Given text
Crude, but hopefully not utterly misleading, précis (with barest skeleton of info): The Reformation led to the opening of academies with non-religious painting. The British came up with the notion of the Fine Arts, Beaux-Arts in France. The current Chinese word for art dates from the Vienna World Exposition of 1876, before that each of the things one calls art were not bundled together by the Chinese, as měishù. The breakdown of the academies opened the age of art for its own sake, personal art. (Remember, that in many places, such as India even after intense British contact in the 18th and 19th centuries, most art went unsigned, and no attention was payed to the maker as a person of distinction or talent.)

I would say. 1.Art today concerns biography, personality, the human being as inner being and not as the objective neuronal knowledge of brain systems. 2.Science the possibility of collecting effects, relative to space and time, which could at anytime, and forever, be deployed; but often without essential connection to human affairs.

Information provided
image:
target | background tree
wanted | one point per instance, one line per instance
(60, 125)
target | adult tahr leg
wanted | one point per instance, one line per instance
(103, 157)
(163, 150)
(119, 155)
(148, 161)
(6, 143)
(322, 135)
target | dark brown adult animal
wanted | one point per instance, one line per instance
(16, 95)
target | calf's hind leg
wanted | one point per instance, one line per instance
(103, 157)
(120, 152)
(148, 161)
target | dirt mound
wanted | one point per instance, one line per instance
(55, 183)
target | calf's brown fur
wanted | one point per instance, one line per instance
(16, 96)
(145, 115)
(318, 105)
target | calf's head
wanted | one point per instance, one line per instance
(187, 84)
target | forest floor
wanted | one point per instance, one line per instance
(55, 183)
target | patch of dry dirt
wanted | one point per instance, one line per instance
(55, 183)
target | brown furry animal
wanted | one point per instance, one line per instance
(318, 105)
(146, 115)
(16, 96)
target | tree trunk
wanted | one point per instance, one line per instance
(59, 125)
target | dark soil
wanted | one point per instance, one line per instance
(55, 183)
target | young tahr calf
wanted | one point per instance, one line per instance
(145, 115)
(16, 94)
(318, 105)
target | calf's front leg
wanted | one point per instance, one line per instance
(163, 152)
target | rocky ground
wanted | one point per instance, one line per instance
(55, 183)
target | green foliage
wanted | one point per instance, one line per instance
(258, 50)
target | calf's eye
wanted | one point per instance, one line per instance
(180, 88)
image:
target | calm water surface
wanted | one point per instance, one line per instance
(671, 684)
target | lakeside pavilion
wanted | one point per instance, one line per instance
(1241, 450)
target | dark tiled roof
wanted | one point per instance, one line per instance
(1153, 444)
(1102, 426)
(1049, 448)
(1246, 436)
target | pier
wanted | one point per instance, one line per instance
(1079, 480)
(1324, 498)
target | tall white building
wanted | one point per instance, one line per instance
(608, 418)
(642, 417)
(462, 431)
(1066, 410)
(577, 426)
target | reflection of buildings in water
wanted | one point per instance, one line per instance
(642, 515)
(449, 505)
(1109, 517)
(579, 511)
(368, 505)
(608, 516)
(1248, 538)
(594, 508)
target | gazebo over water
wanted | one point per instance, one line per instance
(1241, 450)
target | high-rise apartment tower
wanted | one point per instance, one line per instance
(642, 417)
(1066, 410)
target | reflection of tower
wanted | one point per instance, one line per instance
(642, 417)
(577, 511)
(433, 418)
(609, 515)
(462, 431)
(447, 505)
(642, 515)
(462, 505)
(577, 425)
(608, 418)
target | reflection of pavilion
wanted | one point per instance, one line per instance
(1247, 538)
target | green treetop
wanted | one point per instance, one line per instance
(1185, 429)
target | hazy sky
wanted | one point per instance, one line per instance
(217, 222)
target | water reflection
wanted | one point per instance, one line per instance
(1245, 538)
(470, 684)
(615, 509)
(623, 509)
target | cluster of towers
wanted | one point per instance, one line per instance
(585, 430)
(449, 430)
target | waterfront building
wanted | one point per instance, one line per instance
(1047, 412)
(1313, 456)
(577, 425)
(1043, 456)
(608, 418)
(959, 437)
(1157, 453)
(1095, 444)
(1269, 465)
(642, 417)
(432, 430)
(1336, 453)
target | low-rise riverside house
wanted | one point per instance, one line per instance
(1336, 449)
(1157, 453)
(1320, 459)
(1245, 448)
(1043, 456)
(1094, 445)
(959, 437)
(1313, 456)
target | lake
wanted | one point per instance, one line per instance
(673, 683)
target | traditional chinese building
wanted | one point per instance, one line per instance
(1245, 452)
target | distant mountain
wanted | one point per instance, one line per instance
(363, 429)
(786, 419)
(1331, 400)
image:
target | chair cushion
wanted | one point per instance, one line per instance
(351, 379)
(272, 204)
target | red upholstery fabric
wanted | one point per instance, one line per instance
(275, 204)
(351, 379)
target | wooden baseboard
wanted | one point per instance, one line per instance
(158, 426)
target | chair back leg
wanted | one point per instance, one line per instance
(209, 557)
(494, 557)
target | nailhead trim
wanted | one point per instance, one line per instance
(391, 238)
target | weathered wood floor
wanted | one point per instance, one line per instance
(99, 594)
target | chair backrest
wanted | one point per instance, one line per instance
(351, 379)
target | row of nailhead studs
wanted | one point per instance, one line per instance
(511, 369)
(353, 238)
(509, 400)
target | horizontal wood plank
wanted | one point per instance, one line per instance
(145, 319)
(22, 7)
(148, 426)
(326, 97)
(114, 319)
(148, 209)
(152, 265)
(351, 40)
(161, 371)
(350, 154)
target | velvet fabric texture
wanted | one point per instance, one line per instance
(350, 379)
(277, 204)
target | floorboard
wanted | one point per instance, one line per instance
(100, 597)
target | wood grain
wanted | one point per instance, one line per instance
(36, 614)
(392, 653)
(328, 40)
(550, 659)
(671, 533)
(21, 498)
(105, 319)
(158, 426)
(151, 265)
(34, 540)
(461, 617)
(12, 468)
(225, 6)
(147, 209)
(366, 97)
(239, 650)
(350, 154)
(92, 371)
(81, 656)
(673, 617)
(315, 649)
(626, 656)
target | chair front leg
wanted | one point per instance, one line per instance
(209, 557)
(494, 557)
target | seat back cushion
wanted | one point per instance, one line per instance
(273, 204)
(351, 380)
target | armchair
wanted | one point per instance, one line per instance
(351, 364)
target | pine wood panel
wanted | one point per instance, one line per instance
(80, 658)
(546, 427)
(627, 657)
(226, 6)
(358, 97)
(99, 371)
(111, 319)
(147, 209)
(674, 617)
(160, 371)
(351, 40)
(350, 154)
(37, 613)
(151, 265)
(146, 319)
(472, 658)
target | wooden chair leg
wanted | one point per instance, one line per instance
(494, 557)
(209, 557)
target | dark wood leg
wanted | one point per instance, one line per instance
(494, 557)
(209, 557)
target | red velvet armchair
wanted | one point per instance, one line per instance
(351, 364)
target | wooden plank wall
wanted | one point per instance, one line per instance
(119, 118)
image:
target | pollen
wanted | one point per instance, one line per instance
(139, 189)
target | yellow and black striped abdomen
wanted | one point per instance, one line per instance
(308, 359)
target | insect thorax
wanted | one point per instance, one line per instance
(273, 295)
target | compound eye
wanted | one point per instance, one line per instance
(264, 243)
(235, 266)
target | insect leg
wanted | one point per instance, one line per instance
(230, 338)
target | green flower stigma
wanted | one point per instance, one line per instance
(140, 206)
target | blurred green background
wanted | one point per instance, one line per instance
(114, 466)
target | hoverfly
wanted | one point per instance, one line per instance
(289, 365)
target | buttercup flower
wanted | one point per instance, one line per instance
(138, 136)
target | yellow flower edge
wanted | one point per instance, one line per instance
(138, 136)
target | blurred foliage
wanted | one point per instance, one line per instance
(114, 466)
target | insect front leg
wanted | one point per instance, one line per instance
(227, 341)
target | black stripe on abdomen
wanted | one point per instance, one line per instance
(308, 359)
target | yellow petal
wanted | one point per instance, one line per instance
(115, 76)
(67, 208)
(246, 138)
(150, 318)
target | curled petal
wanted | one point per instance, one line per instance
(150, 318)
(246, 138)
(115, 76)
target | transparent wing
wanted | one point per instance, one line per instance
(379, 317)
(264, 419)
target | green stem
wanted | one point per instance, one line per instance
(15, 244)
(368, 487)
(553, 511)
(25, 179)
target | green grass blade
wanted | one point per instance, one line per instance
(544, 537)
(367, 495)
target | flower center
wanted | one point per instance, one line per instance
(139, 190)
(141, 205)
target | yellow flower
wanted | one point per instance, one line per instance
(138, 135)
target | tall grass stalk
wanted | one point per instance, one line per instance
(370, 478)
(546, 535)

Tasks to perform
A: In the passage on art and science, which event does the current Chinese word for art date from?
B: List every term for art or the arts that the passage on art and science names.
C: Continue the passage on art and science from its final sentence.

Written responses
A: The Vienna World Exposition of 1876.

B: Fine Arts; Beaux-Arts; měishù

C:
This is a very profound question. I believe one must start by making a distinction between the arts and Art. Insofar as all handicraft, professions, shoemaker, lawyer, chemist (apothecary), were, in former times, regarded as arts, art meant, making something according to a knowledge, according to an art. Today, however, art largely refers to the idea of the artist, the special individual with artistic powers. In a certain sense, the human is totally explored by the figure of this artist, who is supposed to be utterly free. For example, one says, the artist should not be constrained by politics or--most especially--by financial considerations. Art in the older sense, was the art commissioned by patrons. Art in the current sense, is art as the artist going to the limit of their art, and then, also being paid (as though it were something disgusting and beyond art. Or, as it were, what is the same, increasingly these days, with total cynicism and open exploitation of the elite HNWI.)

The artist, Art, aims at total annihilation of the human being, as the normal specimen. Art becomes a name for freedom, and not for what the sciences deal with, necessities of nature. But this freedom, can by its more harsh critics, be named the destruction of the human being, insanity, inhumanness, the biography of the “other”, the alien being, the future.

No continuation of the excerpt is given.